Work to complete>
A - List the decisions that the essay about meeting our future selves gives as examples in its final sentence.
B - Reproduce the essay about meeting our future selves word for word, from "Will We Like" up to and including "of our lives.".
C - Write what comes next in the essay about meeting our future selves, starting after its final sentence.

Reading text>
* * * * *

Will We Like What We See in Five Years?
If we were to meet ourselves in five years, would we like the person we had become? Or, as my friend Joe Kort asks, “Would the small child you once were look up to the adult you have become?” Everything, it seems, depends upon the choices we made and are making each moment of our lives.
There was a fascinating segment on the television program “Supernatural” recently in which the character Dean is transported to five years in the future so that he could see the dire consequences of not earlier making the “right” decision. The Dean of 2009 didn’t much like or respect who he was in 2014. He found his older self hardened and unscrupulous. His future-self explained that he was the way he was because of the choices that he had made in the past.
Some people believe that the world will end in December 2012. Assuming that they’re wrong, do we imagine we will be happy with ourselves in 2014? Will we be more generous than we are now or more miserly? Will we be more spiritual or will we be guided more by religious dogma? Will we be healthy or will our bodies have become more over-weight and more sluggish. Even without Armageddon, will we still be alive and if not, when we died will we have been pleased with the decisions we made, such as whether or not to text while driving, or to ending our marriage, or to coming out?

* * * * *

Records>
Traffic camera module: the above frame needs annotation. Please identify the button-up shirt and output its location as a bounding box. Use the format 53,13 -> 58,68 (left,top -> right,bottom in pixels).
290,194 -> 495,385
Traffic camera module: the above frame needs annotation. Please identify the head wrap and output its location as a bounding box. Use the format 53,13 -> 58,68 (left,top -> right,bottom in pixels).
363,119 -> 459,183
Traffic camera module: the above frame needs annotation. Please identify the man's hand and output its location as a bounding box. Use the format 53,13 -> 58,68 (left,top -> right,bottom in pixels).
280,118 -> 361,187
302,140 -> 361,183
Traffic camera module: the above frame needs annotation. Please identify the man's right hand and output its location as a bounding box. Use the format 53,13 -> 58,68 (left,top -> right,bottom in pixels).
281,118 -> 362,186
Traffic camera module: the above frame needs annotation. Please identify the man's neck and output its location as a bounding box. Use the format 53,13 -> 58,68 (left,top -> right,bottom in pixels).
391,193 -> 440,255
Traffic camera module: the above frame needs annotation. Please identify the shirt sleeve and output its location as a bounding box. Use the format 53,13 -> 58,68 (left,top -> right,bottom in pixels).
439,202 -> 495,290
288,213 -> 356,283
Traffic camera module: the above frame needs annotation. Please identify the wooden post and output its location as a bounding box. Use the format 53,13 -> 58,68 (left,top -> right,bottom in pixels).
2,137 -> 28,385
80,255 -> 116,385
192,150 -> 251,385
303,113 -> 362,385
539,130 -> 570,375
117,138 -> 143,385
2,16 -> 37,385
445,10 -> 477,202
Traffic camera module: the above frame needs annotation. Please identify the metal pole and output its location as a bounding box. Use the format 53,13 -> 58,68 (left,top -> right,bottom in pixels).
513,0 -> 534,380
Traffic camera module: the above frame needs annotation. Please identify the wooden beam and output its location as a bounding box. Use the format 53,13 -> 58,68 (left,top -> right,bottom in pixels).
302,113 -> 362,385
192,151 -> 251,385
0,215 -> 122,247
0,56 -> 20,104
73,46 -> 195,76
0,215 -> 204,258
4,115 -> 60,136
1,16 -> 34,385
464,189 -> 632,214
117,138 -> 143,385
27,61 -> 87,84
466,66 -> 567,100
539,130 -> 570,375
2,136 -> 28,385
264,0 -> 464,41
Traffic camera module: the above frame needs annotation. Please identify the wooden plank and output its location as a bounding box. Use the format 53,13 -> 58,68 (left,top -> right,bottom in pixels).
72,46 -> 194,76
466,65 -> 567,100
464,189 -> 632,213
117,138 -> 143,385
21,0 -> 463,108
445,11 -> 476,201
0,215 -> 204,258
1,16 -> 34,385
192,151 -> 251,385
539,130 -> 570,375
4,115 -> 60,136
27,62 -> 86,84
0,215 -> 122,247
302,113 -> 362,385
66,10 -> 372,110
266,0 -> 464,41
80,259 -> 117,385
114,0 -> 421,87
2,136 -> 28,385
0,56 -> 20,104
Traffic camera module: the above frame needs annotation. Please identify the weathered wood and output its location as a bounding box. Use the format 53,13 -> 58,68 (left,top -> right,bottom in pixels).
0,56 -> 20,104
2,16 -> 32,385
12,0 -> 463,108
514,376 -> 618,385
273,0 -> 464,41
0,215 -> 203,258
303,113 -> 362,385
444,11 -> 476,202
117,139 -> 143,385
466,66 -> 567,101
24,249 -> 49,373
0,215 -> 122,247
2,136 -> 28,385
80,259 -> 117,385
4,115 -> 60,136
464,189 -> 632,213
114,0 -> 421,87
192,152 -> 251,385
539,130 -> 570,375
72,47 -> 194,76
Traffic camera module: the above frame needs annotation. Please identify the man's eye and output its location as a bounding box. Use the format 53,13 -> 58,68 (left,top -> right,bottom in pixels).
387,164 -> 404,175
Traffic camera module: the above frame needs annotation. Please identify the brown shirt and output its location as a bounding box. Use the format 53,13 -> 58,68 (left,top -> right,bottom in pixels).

* * * * *

Answers for this exercise>
A -
- Whether or not to text while driving
- Ending our marriage
- Coming out

B -
Will We Like What We See in Five Years?
If we were to meet ourselves in five years, would we like the person we had become? Or, as my friend Joe Kort asks, “Would the small child you once were look up to the adult you have become?” Everything, it seems, depends upon the choices we made and are making each moment of our lives.

C -
No matter what we do or don’t do now, we will be different in five years from the people we are today. Besides being older, we will be impacted by everything that happens in the world around us - the cost of food, Iran and Korea’s nuclear capabilities, who is elected as President in 2012, the passage of ENDA and the repeal of the Defense of Marriage Act, the death of loved ones, the birth of children, job security, reconciliations, and the development of new electronic gadgets, among others.
We can choose to try crystal meth or to stop drinking, to learn to scuba dive or to give up tennis, to travel to a third world country or to buy an RV.
The decisions we make every minute of every day - to eat that piece of chocolate, to watch that television program, to smell that flower — have made us and will make us who we are and what we will become.
That seems to put a lot of weight on every action and thought. It’s crazy, though, to feel stress over the decisions. Choosing to be stressed will also affect our physical and emotional health. But it’s also crazy not to be aware of the consequences of our behaviors or to take responsibility for our choices.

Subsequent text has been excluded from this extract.